▸ **TASK INPUTS**:

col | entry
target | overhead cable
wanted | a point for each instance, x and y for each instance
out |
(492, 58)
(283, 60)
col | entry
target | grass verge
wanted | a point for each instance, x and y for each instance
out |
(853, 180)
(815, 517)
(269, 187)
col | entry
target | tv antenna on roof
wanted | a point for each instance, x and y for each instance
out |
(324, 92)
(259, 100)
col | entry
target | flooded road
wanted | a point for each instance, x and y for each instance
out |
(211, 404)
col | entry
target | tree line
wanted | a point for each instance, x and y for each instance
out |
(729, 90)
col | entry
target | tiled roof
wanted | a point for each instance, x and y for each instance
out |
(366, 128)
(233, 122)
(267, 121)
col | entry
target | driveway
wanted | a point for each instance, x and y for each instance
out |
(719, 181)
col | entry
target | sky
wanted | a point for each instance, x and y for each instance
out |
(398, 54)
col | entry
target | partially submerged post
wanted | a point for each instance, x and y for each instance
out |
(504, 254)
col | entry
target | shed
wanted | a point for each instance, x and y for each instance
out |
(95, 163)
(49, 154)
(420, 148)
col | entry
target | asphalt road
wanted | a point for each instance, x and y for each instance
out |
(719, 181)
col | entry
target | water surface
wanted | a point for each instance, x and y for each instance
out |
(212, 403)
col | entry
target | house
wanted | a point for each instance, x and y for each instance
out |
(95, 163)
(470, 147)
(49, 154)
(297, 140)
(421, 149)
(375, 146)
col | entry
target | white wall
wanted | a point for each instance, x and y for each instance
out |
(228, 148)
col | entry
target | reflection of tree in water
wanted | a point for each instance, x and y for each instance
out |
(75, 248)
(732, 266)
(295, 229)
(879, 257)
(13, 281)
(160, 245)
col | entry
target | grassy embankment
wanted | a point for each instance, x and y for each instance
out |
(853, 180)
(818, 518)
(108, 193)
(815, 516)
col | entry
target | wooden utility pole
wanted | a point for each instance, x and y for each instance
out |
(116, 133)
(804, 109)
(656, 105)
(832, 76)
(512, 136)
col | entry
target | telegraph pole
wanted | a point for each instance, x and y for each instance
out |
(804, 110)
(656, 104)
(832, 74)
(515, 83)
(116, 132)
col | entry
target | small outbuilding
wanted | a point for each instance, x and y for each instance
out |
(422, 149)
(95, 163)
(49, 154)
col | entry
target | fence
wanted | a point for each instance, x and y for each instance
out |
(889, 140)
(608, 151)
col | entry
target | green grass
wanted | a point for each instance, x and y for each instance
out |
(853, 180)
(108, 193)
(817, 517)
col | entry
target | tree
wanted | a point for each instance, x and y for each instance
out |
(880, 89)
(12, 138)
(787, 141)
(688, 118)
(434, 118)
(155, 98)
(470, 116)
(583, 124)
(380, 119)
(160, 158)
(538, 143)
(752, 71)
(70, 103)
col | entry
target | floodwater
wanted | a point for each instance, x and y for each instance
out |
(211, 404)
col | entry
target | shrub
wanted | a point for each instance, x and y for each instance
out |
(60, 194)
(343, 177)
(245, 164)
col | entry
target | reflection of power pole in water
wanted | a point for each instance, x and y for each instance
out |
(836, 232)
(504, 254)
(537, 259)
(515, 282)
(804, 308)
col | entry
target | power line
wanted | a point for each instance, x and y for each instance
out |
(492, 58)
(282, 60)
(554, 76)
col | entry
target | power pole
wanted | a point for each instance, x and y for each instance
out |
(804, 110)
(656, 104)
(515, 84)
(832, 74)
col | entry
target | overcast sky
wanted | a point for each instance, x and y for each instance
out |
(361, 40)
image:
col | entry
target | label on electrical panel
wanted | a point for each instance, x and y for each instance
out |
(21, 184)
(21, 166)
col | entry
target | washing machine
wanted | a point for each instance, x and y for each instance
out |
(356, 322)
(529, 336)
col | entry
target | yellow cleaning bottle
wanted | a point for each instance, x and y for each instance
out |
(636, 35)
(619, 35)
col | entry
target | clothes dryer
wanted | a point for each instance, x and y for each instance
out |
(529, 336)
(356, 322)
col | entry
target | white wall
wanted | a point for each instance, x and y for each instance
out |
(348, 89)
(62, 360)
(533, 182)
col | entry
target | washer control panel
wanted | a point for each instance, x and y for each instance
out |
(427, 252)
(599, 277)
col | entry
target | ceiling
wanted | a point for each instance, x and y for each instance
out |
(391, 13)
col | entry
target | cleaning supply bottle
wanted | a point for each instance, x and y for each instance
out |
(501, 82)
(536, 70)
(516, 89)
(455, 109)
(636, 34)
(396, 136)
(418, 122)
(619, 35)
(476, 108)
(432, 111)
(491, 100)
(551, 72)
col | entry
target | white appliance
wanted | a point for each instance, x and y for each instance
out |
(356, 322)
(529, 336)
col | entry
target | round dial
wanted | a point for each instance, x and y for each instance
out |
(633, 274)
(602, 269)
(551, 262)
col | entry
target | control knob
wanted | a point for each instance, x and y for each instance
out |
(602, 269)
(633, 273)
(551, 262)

▸ **OBJECTIVE**:
All of the lines above must be returned exactly.

▸ **THE RESPONSE**:
col | entry
target | overhead cable
wanted | a point for each instance, x and y for each instance
out |
(492, 58)
(283, 60)
col | entry
target | grass verge
wanted | a point for each instance, x and y for each instance
out |
(853, 180)
(815, 517)
(269, 187)
col | entry
target | tv antenna on roof
wanted | a point for each instance, x and y for each instance
out |
(324, 92)
(259, 100)
col | entry
target | flooded road
wanted | a point for each instance, x and y for each instance
out |
(211, 404)
col | entry
target | tree line
wanted | a point for each instance, x and y for each instance
out |
(729, 90)
col | entry
target | tiled roof
wanted | a point for each instance, x and y for each instance
out |
(366, 128)
(233, 122)
(267, 121)
col | entry
target | driveway
wanted | a point for each instance, x and y for each instance
out |
(719, 181)
col | entry
target | sky
wanted | a point for each instance, x and y for each instance
out |
(398, 54)
col | entry
target | partially submerged post
wanted | a point for each instance, x and y for each instance
out |
(504, 254)
col | entry
target | shed
wanted | a point for each instance, x and y for each instance
out |
(95, 163)
(49, 154)
(420, 148)
col | entry
target | asphalt road
wanted | a point for each instance, x and y for each instance
out |
(719, 181)
col | entry
target | water surface
wanted | a point for each instance, x and y for each instance
out |
(212, 403)
col | entry
target | house
wanted | a point for each instance, x and y for each instance
out |
(95, 163)
(470, 147)
(49, 154)
(297, 140)
(421, 149)
(375, 146)
col | entry
target | white wall
wanted | a point for each instance, x and y for each instance
out |
(228, 148)
col | entry
target | reflection of tree in water
wanted | a point for each instance, x and y for each instance
out |
(75, 248)
(732, 266)
(295, 229)
(879, 257)
(13, 281)
(160, 245)
col | entry
target | grassy embankment
wanted | a point for each instance, x and y for each instance
out |
(853, 180)
(818, 518)
(108, 193)
(815, 516)
col | entry
target | wooden utility pole
wanted | a point for each instance, x and y for each instance
out |
(116, 133)
(804, 109)
(656, 105)
(832, 76)
(512, 136)
col | entry
target | telegraph pole
wanted | a point for each instance, x and y for each instance
out |
(804, 110)
(656, 104)
(832, 74)
(515, 83)
(116, 132)
col | entry
target | small outbuilding
wanted | a point for each instance, x and y for each instance
out |
(422, 149)
(95, 163)
(49, 154)
col | entry
target | fence
wanted | a point for each instance, x and y for each instance
out |
(889, 140)
(608, 151)
col | entry
target | green grass
wanted | a point for each instance, x and y for each instance
out |
(853, 180)
(108, 193)
(817, 517)
col | entry
target | tree
wanted | a point for each instance, x and y for each instance
out |
(880, 89)
(12, 138)
(787, 141)
(688, 118)
(434, 118)
(155, 98)
(470, 116)
(583, 124)
(380, 119)
(160, 158)
(538, 143)
(752, 71)
(70, 103)
col | entry
target | floodwater
wanted | a point for each instance, x and y for each instance
out |
(211, 404)
col | entry
target | shrub
wanted | a point for each instance, x and y for each instance
out |
(60, 194)
(343, 177)
(245, 164)
col | entry
target | reflection of power pole in water
wanted | a point for each instance, x and y for each instance
out |
(836, 232)
(504, 254)
(537, 259)
(515, 282)
(804, 308)
col | entry
target | power line
wanted | a point for each instance, x and y for each instance
out |
(492, 58)
(282, 60)
(554, 76)
col | entry
target | power pole
wanted | a point for each instance, x and y for each instance
out |
(804, 110)
(656, 104)
(515, 84)
(832, 74)
col | entry
target | overcast sky
wanted | a point for each instance, x and y for each instance
out |
(361, 40)
image:
col | entry
target | label on electrical panel
wanted | a point for each instance, x and y for each instance
out |
(21, 184)
(21, 166)
col | entry
target | washing machine
wanted | a point for each instance, x and y for each instance
out |
(356, 322)
(529, 336)
col | entry
target | yellow cleaning bottle
wanted | a point for each instance, x and y for each instance
out |
(636, 35)
(619, 35)
col | entry
target | clothes dryer
wanted | a point for each instance, x and y for each instance
out |
(529, 336)
(356, 322)
col | entry
target | white wall
wanted | a point for each instance, x and y for each instance
out |
(348, 89)
(62, 360)
(533, 182)
col | entry
target | washer control panel
wanted | a point for each instance, x and y for each instance
out |
(427, 252)
(599, 277)
col | entry
target | ceiling
wanted | a point for each instance, x and y for each instance
out |
(391, 13)
col | entry
target | cleaning supply bottle
wanted | a point for each instance, x and y for each instance
out |
(501, 82)
(536, 70)
(516, 89)
(455, 109)
(636, 34)
(396, 136)
(418, 122)
(619, 35)
(476, 108)
(432, 111)
(491, 100)
(551, 72)
col | entry
target | white appliance
wanted | a point for each instance, x and y for each instance
out |
(356, 322)
(529, 336)
col | entry
target | round dial
wanted | a point for each instance, x and y for each instance
out |
(633, 274)
(602, 269)
(551, 262)
col | entry
target | control knob
wanted | a point for each instance, x and y for each instance
out |
(602, 269)
(633, 273)
(551, 262)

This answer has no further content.